■ TASK DETAILS
Copy each of the following items word for word, leaving nothing out.

>> Start DATASET ENTRIES

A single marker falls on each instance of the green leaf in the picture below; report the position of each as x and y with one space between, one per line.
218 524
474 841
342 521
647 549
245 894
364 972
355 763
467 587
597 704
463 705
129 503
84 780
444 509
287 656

>> End DATASET ENTRIES

■ COMPLETE OUTPUT
A single marker falls on each instance of the green leaf in the picture below; report the position of each as x and y with one space between, one per line.
218 524
474 841
342 521
647 549
245 894
364 972
355 763
467 587
597 704
463 705
129 503
84 780
444 509
287 656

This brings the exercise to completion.